__GIVEN INSTRUCTION__. For this task, extract exactly the lines of the data below, from the line containing "the white background?" through the last one, with pictures left out.

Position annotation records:
- - - -
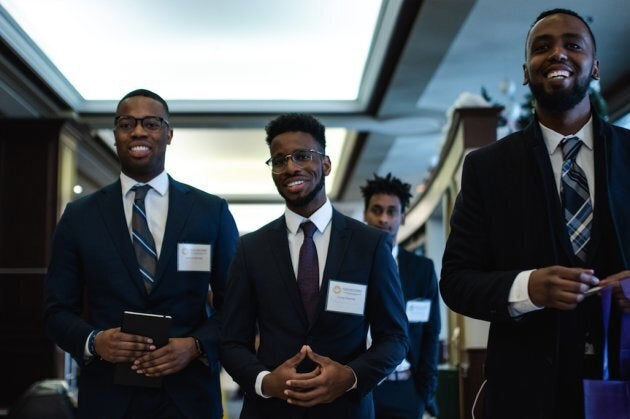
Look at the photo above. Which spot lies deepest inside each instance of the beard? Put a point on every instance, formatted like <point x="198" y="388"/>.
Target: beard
<point x="302" y="202"/>
<point x="560" y="101"/>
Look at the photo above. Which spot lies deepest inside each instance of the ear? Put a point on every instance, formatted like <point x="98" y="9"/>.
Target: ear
<point x="525" y="75"/>
<point x="326" y="165"/>
<point x="595" y="72"/>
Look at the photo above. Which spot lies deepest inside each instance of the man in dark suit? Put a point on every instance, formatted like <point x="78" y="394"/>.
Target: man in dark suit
<point x="406" y="392"/>
<point x="311" y="361"/>
<point x="94" y="276"/>
<point x="509" y="258"/>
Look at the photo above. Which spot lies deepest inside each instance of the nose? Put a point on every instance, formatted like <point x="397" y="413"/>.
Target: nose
<point x="138" y="130"/>
<point x="292" y="165"/>
<point x="558" y="53"/>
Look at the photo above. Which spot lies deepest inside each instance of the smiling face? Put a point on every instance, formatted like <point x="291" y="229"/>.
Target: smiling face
<point x="301" y="186"/>
<point x="560" y="63"/>
<point x="142" y="152"/>
<point x="384" y="211"/>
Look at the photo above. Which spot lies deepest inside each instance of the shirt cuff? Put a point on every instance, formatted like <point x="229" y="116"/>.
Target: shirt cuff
<point x="258" y="384"/>
<point x="356" y="380"/>
<point x="519" y="302"/>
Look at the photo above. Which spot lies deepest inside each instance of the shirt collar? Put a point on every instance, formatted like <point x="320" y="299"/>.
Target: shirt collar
<point x="553" y="138"/>
<point x="159" y="183"/>
<point x="395" y="251"/>
<point x="320" y="218"/>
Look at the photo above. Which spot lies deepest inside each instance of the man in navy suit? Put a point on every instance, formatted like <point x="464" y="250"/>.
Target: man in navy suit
<point x="311" y="363"/>
<point x="408" y="391"/>
<point x="94" y="276"/>
<point x="509" y="259"/>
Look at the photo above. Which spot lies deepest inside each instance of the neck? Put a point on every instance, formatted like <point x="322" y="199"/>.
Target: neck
<point x="567" y="122"/>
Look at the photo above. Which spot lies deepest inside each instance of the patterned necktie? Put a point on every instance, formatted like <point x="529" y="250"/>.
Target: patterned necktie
<point x="578" y="209"/>
<point x="143" y="242"/>
<point x="308" y="271"/>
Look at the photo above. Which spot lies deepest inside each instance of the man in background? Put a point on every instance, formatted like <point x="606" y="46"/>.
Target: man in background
<point x="148" y="244"/>
<point x="311" y="283"/>
<point x="410" y="390"/>
<point x="540" y="216"/>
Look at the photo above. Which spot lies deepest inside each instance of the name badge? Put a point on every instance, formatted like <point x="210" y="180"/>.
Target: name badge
<point x="418" y="310"/>
<point x="193" y="257"/>
<point x="346" y="297"/>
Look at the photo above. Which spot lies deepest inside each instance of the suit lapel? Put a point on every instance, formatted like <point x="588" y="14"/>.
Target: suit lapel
<point x="110" y="204"/>
<point x="550" y="190"/>
<point x="403" y="271"/>
<point x="279" y="247"/>
<point x="339" y="239"/>
<point x="180" y="202"/>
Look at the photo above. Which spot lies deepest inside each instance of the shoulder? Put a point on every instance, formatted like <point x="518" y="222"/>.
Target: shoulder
<point x="277" y="226"/>
<point x="341" y="222"/>
<point x="512" y="143"/>
<point x="421" y="261"/>
<point x="111" y="191"/>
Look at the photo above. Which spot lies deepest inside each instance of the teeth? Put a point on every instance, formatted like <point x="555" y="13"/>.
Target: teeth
<point x="558" y="73"/>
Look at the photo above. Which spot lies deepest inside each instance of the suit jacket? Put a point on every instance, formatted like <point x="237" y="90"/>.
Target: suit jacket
<point x="262" y="295"/>
<point x="507" y="218"/>
<point x="93" y="277"/>
<point x="418" y="279"/>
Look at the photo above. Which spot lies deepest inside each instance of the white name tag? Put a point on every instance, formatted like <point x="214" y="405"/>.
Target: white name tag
<point x="193" y="257"/>
<point x="418" y="310"/>
<point x="346" y="297"/>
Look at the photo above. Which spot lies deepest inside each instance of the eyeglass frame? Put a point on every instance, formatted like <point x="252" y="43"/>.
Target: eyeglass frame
<point x="285" y="160"/>
<point x="135" y="122"/>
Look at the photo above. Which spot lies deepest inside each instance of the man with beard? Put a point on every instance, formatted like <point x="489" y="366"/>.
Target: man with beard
<point x="310" y="283"/>
<point x="540" y="216"/>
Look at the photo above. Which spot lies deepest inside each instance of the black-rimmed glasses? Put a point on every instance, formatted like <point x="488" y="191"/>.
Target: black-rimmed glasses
<point x="150" y="123"/>
<point x="300" y="157"/>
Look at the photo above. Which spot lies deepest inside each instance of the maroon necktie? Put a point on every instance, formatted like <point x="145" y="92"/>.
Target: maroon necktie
<point x="308" y="271"/>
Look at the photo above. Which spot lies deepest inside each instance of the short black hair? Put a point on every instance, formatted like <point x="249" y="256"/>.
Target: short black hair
<point x="388" y="185"/>
<point x="564" y="12"/>
<point x="145" y="93"/>
<point x="293" y="122"/>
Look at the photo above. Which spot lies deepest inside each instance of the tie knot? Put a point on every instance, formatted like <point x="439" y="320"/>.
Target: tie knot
<point x="570" y="147"/>
<point x="141" y="191"/>
<point x="309" y="228"/>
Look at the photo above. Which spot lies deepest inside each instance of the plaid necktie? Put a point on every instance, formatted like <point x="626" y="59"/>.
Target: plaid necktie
<point x="143" y="242"/>
<point x="308" y="271"/>
<point x="576" y="200"/>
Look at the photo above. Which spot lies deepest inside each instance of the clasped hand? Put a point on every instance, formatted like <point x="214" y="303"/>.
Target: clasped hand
<point x="115" y="346"/>
<point x="325" y="383"/>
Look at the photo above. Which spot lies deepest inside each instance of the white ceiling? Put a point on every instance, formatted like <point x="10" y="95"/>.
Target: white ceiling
<point x="381" y="75"/>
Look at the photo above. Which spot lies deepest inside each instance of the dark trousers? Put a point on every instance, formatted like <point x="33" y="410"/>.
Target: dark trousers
<point x="398" y="400"/>
<point x="149" y="403"/>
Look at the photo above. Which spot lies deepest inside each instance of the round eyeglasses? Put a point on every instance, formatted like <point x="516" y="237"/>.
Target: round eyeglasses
<point x="150" y="123"/>
<point x="279" y="164"/>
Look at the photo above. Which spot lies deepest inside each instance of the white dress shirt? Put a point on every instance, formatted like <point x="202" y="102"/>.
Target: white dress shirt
<point x="518" y="299"/>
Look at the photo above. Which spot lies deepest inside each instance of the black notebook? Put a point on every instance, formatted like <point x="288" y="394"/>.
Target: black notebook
<point x="154" y="326"/>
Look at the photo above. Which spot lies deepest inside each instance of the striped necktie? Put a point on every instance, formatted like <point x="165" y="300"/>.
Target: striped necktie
<point x="576" y="200"/>
<point x="308" y="271"/>
<point x="143" y="242"/>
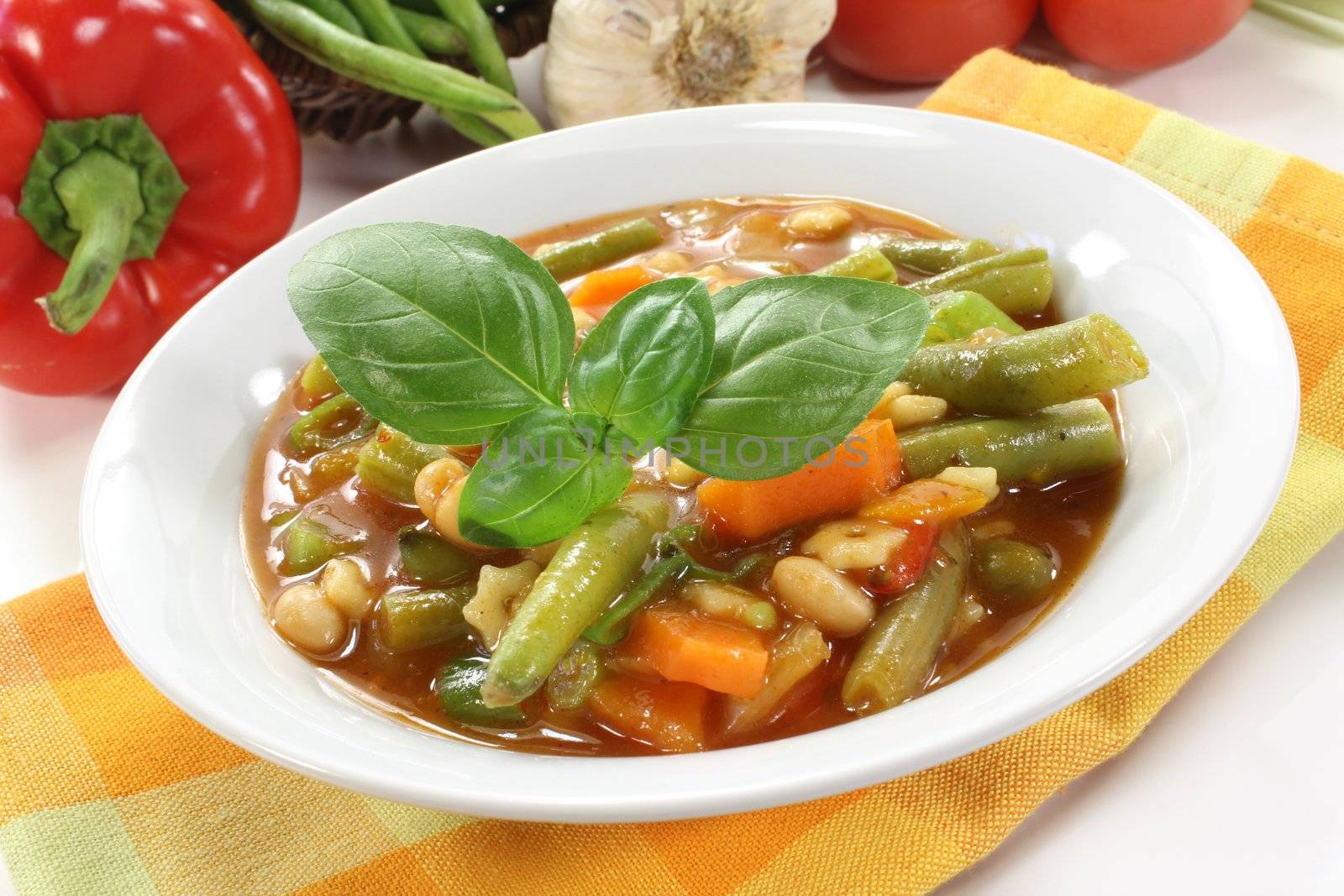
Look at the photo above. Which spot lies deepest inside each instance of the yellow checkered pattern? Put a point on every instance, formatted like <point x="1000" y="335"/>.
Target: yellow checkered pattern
<point x="107" y="789"/>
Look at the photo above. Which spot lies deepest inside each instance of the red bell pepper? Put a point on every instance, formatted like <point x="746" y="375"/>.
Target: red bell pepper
<point x="145" y="154"/>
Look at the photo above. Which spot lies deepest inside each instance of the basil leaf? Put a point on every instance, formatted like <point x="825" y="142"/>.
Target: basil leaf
<point x="443" y="332"/>
<point x="543" y="476"/>
<point x="799" y="362"/>
<point x="644" y="364"/>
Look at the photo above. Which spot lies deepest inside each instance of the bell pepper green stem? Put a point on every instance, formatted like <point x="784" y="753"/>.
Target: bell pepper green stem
<point x="101" y="195"/>
<point x="98" y="192"/>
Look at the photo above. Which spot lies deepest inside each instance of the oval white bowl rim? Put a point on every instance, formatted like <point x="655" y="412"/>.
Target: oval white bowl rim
<point x="808" y="783"/>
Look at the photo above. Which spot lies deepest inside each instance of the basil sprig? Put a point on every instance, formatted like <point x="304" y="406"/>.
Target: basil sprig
<point x="454" y="336"/>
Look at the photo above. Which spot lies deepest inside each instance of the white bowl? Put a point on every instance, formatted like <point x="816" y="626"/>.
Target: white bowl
<point x="1210" y="438"/>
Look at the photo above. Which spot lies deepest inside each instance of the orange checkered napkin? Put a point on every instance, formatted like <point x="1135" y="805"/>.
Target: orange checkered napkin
<point x="107" y="789"/>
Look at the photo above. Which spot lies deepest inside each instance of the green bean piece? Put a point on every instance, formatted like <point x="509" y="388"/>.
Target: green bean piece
<point x="429" y="559"/>
<point x="1030" y="371"/>
<point x="591" y="567"/>
<point x="338" y="421"/>
<point x="383" y="26"/>
<point x="459" y="688"/>
<point x="309" y="544"/>
<point x="413" y="620"/>
<point x="611" y="626"/>
<point x="318" y="379"/>
<point x="338" y="13"/>
<point x="432" y="34"/>
<point x="390" y="461"/>
<point x="571" y="683"/>
<point x="897" y="656"/>
<point x="281" y="517"/>
<point x="936" y="255"/>
<point x="761" y="614"/>
<point x="866" y="264"/>
<point x="958" y="316"/>
<point x="391" y="70"/>
<point x="481" y="45"/>
<point x="1015" y="571"/>
<point x="597" y="250"/>
<point x="1047" y="446"/>
<point x="1018" y="282"/>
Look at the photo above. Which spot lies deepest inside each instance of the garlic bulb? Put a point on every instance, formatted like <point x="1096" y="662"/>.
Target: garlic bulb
<point x="608" y="58"/>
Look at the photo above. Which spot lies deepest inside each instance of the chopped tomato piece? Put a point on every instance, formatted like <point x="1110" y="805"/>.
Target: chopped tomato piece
<point x="907" y="560"/>
<point x="685" y="647"/>
<point x="611" y="286"/>
<point x="669" y="715"/>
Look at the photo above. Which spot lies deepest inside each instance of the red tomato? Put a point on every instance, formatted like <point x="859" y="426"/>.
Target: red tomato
<point x="922" y="40"/>
<point x="907" y="562"/>
<point x="1137" y="35"/>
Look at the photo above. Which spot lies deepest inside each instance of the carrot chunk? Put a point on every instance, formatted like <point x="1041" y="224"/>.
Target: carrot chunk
<point x="927" y="500"/>
<point x="685" y="647"/>
<point x="669" y="715"/>
<point x="866" y="465"/>
<point x="611" y="286"/>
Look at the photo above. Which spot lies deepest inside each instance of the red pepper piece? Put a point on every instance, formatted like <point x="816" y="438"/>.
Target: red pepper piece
<point x="213" y="118"/>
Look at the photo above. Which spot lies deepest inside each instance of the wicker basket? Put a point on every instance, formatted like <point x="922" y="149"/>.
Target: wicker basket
<point x="344" y="109"/>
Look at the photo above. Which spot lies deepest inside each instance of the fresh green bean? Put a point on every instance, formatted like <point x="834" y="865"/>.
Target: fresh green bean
<point x="432" y="34"/>
<point x="581" y="255"/>
<point x="1030" y="371"/>
<point x="394" y="71"/>
<point x="430" y="7"/>
<point x="866" y="264"/>
<point x="897" y="656"/>
<point x="335" y="422"/>
<point x="390" y="461"/>
<point x="1043" y="448"/>
<point x="1015" y="571"/>
<point x="936" y="255"/>
<point x="459" y="688"/>
<point x="573" y="680"/>
<point x="308" y="544"/>
<point x="474" y="128"/>
<point x="413" y="620"/>
<point x="481" y="45"/>
<point x="591" y="567"/>
<point x="318" y="379"/>
<point x="956" y="316"/>
<point x="338" y="13"/>
<point x="429" y="559"/>
<point x="383" y="27"/>
<point x="1018" y="282"/>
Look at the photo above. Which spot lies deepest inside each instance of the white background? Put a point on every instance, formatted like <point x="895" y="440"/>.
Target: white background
<point x="1236" y="786"/>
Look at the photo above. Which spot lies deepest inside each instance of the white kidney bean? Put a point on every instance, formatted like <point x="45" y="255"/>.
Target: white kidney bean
<point x="306" y="618"/>
<point x="815" y="591"/>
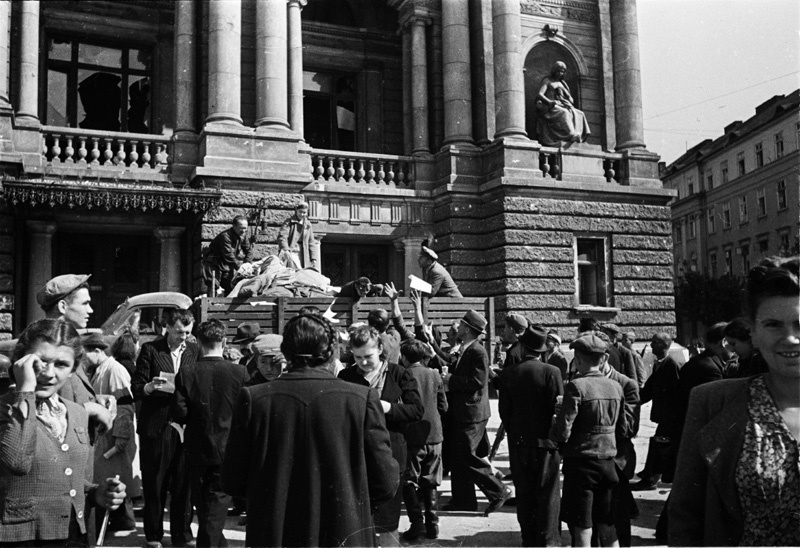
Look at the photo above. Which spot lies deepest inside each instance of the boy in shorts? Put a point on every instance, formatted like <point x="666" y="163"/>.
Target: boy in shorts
<point x="585" y="425"/>
<point x="424" y="438"/>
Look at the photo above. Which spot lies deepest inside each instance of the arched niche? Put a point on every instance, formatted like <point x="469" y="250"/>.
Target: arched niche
- - - -
__COMPLETE RESPONSE__.
Look at the photo above. Which spot lies deepest inside each instance of the white background? Put a point on every instance, formatted like <point x="895" y="440"/>.
Target: white background
<point x="1236" y="786"/>
Look at the photo above. Which spot lies deepest inside each instance of the white kidney bean? Put a point on every instance, formatted like <point x="45" y="255"/>.
Target: white kidney bean
<point x="306" y="618"/>
<point x="815" y="591"/>
Look at the photo above. Which spot lies deepest inside each instance of the boy in shorts? Put a point on every instance, formatted like <point x="666" y="163"/>.
Target: boy in shorts
<point x="585" y="425"/>
<point x="424" y="438"/>
Look at the photo above. Which spot lies deepest inside each instance of the arched niche? Put a point on every instance, formatted like <point x="469" y="250"/>.
Target: arched niche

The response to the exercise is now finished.